CONSIGNE: D'après l'extrait du document, quelle fonction Julien Bayou occupe-t-il ?

Quand Yannick Jadot explique ce mardi matin sur France Inter qu’il est favorable à une coalition « très ouverte », mais que celle-ci ne « marchera pas » derrière Jean-Luc Mélenchon, Sandrine Rousseau lui répond une heure plus tard sur BFMTV : « Je reconnais tout à fait le leadership de Jean-Luc Mélenchon là-dessus, il n’y a pas de sujet. On ne va pas refaire le match, c’est à lui de mener cette coalition. » La situation est d’autant plus chaotique que lundi, l’Express dévoilait un message sanglant de Julien Bayou dans une boucle interne d’EELV, reprochant à Yannick Jadot de « singer Macron », d’avoir choisi un slogan « statique, conservateur et vaguement présidentiable » et d’avoir défendu une ligne peu enthousiasmante. « Même ‘le changement c’est maintenant’ envoyait plus de joie et de radicalité », assène notamment le secrétaire national d’EELV, qui a tout de même rectifié le tir sur BFMTV lundi soir : « Ça n’enlève rien au fait que j’ai plusieurs fois rappelé que j’étais fier que Yannick tienne bon pour nous sur nos valeurs. »

EXTRAIT DE DONNÉES:
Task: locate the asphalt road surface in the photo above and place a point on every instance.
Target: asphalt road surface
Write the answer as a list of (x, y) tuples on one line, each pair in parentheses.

RÉPONSE ATTENDUE: Il est secrétaire national d'EELV.